(THE RECORDS)
......

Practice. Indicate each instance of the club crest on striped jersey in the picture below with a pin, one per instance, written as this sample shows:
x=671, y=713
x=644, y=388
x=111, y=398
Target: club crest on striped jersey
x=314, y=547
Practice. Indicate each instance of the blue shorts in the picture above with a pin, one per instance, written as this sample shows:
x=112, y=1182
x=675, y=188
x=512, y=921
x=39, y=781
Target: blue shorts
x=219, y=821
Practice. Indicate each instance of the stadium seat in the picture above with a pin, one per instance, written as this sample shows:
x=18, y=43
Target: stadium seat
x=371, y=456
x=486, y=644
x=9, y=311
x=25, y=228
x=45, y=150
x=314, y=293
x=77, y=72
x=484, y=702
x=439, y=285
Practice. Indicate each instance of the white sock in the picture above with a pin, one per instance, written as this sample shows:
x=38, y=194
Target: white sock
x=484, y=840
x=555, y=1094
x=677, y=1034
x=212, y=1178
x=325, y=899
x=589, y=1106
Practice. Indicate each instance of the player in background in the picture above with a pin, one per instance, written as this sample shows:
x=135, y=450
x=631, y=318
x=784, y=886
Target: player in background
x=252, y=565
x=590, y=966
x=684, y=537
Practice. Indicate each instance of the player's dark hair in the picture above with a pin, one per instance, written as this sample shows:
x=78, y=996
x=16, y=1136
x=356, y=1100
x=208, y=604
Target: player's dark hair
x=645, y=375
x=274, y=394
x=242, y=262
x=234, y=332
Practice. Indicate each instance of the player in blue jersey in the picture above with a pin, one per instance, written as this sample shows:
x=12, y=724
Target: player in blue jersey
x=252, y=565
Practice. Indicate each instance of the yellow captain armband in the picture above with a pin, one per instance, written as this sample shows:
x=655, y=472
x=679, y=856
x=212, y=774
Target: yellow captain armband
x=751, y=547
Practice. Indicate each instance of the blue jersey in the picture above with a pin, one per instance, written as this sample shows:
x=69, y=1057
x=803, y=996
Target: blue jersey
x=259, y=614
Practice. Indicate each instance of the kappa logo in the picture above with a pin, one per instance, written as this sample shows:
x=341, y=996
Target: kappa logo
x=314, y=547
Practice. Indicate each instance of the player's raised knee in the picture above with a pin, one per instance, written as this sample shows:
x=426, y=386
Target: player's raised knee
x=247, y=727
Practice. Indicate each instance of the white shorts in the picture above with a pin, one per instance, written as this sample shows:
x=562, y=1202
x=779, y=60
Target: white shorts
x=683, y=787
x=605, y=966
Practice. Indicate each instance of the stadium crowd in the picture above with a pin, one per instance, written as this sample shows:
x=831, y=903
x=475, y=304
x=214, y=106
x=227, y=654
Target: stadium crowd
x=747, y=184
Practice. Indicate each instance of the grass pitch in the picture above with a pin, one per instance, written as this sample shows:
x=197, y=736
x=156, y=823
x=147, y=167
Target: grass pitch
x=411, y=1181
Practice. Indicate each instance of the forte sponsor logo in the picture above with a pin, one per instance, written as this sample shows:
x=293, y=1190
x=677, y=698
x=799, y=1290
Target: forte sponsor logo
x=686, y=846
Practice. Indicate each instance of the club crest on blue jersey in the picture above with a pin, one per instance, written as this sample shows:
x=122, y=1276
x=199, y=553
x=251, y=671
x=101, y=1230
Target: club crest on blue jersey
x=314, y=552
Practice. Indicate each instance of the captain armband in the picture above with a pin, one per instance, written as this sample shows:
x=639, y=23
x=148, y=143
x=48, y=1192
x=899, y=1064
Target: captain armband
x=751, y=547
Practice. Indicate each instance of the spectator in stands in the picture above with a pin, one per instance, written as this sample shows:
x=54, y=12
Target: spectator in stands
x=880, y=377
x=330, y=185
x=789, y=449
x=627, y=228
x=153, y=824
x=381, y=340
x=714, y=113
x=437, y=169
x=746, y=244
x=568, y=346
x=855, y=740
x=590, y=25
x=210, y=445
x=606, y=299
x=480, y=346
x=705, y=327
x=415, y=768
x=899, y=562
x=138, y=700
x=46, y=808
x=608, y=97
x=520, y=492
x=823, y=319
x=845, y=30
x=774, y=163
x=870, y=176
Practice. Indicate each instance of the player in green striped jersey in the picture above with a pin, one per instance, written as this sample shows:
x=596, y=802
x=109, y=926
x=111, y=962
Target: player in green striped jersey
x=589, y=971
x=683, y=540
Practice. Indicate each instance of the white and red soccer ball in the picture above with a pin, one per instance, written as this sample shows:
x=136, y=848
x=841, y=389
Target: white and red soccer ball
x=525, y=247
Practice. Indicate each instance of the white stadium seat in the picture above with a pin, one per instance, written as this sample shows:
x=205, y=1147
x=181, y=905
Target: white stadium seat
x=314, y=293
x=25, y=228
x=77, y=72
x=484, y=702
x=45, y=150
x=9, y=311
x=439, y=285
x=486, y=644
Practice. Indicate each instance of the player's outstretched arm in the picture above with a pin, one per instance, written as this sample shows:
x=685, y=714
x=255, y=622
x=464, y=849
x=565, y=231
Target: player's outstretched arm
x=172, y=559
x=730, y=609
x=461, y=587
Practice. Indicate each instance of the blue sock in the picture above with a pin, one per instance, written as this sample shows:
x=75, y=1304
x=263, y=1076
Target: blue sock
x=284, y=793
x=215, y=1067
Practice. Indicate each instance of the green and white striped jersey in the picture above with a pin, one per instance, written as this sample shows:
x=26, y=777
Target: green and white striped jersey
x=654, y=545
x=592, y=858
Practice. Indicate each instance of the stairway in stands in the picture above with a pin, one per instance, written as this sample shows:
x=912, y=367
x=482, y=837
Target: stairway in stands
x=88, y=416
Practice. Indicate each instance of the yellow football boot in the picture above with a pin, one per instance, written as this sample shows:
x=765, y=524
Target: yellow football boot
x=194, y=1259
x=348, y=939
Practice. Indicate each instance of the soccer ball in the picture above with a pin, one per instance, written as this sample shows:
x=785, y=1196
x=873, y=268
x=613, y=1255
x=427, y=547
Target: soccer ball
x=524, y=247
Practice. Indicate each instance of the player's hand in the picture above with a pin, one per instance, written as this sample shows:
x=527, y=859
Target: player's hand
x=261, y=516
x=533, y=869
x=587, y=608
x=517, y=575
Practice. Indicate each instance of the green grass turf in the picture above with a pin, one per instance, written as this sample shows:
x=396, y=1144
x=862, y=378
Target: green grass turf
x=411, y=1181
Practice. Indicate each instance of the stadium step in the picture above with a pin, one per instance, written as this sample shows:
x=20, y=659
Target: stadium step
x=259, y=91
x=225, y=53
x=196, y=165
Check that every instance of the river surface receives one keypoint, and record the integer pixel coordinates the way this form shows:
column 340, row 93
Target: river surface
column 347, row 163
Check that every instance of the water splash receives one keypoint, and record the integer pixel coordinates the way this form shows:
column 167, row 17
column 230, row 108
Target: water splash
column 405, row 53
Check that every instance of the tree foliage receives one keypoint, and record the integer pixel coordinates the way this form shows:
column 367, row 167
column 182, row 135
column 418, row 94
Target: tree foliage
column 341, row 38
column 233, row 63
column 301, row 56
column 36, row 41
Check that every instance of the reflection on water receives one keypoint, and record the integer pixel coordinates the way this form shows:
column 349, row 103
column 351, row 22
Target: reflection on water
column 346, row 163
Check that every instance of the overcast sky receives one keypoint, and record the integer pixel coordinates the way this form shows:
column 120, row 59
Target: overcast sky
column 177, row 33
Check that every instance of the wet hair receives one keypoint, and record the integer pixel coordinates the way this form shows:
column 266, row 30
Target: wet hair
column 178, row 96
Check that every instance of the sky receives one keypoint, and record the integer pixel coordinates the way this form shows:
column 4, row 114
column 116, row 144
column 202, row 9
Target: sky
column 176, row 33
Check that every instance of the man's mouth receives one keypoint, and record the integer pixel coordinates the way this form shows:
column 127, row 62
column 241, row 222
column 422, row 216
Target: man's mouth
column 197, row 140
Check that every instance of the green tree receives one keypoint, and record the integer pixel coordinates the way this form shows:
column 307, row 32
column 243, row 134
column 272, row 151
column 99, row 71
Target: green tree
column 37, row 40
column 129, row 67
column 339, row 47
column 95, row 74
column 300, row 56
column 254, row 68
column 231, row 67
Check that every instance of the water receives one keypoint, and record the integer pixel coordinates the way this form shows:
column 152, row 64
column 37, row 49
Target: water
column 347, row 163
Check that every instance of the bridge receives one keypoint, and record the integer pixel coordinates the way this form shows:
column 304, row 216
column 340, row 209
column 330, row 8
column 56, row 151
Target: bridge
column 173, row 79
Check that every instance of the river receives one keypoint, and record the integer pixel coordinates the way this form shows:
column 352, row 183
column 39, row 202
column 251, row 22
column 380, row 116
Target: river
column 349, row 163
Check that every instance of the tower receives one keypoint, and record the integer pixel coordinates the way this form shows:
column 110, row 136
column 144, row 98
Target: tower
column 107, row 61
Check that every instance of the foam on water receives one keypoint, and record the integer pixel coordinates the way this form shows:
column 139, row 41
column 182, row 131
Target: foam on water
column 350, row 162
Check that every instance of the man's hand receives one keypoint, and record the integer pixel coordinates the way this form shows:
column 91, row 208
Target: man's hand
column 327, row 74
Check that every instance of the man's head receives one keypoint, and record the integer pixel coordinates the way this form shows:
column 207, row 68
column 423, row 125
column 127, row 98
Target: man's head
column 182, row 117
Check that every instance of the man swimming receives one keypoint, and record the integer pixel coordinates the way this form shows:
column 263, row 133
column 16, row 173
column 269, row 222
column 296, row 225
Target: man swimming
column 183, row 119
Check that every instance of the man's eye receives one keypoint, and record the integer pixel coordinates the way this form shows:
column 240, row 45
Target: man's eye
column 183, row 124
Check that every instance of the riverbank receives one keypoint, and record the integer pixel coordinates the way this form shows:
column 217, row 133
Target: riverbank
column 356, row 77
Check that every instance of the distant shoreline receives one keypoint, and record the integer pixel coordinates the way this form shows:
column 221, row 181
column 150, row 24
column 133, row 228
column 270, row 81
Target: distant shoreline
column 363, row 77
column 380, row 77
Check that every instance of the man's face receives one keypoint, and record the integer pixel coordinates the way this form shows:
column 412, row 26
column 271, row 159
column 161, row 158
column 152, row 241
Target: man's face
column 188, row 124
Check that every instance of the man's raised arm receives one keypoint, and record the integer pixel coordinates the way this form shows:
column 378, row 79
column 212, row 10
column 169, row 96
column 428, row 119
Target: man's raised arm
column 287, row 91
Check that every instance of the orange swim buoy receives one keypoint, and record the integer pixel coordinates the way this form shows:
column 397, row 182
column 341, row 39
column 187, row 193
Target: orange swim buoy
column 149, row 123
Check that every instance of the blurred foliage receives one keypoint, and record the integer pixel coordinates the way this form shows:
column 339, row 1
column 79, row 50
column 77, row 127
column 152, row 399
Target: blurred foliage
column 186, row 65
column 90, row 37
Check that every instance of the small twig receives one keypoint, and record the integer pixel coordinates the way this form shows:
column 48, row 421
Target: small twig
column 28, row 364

......

(EXERCISE)
Copy the part of the material that opens with the line containing "Practice. Indicate each instance of the stadium crowd" and closes with the line containing "x=747, y=184", keeping every line. Scale only the answer coordinates by 0.9, rounding to whole numbers with halves going up.

(TASK RESULT)
Practice. Indicate each instance of the stadium crowd in the picture above with a pin, one per instance, written as this sample shows:
x=831, y=903
x=475, y=304
x=214, y=106
x=227, y=654
Target: stadium crowd
x=672, y=166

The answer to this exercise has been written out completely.